Task inputs =
--

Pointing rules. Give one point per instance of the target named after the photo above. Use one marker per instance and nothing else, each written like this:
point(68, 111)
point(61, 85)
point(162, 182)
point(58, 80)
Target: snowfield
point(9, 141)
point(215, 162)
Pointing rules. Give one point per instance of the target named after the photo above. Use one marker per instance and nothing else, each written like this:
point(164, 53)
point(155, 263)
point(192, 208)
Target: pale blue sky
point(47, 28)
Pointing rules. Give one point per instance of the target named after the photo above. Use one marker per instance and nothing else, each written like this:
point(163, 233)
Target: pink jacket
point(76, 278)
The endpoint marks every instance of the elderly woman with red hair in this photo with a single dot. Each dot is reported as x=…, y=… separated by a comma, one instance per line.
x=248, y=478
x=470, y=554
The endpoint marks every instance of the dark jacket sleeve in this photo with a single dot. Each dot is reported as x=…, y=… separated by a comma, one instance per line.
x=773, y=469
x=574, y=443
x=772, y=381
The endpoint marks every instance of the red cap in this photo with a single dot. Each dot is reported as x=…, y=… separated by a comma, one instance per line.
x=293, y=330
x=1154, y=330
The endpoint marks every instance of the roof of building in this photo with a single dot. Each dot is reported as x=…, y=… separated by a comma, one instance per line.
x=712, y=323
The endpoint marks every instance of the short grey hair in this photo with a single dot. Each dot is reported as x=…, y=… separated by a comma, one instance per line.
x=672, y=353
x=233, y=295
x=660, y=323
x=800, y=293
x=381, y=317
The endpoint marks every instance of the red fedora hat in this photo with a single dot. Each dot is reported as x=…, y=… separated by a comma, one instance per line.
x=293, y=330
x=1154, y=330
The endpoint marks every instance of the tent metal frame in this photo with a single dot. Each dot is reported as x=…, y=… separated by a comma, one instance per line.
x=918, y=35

--

The problem =
Rewrite every line of the items above, swapping "endpoint" for "tool" wherever it occurs and changing nothing else.

Written answer =
Pointing rules. Give one point per instance of the target named after the photo above. Use one marker per instance and nothing else, each written like this:
point(68, 111)
point(61, 85)
point(162, 182)
point(58, 80)
Target: snowfield
point(9, 141)
point(215, 162)
Pointing rules. Give one point per instance of the target named after the photo above. Use one marker per instance and nothing else, each written like this:
point(164, 53)
point(155, 263)
point(192, 208)
Target: pale blue sky
point(47, 28)
Pointing rules. Give one point per instance of the target named after the photo above. Use one marker per instance and nothing else, each written like this:
point(163, 233)
Target: pink jacket
point(76, 278)
The tool marks every instance of the elderly woman with red hair in this photo with a single dot. Each dot is reported as x=…, y=… separated by a comma, one instance per line.
x=248, y=478
x=470, y=554
The tool marks every instance of the dark jacket sleeve in this photo with a single dot. Each dot is reported as x=…, y=… separated by a comma, one instance per line.
x=773, y=469
x=574, y=443
x=772, y=381
The tool marks every instance of the red cap in this photo with a single dot. Each dot is reported as x=…, y=… separated by a comma, one instance per line.
x=293, y=330
x=1154, y=330
The tool marks every instance of the roof of building in this photo with a single dot. Each dot is reported as x=…, y=… separated by a comma, one instance per line.
x=712, y=323
The tool marks every instance of the short grey hair in this photo with a single dot. Each dot is reported as x=…, y=… separated by a comma, one instance per line.
x=672, y=353
x=233, y=295
x=660, y=323
x=800, y=293
x=381, y=317
The tool marks every instance of the red fedora hat in this photo with a single dot. Each dot is reported as x=…, y=… separated by a comma, one instance per line.
x=293, y=330
x=1154, y=330
The tool marks every instance of the tent metal frame in this photo with a single dot. Each dot is reported as x=…, y=… separated by a comma, one instance per line.
x=918, y=35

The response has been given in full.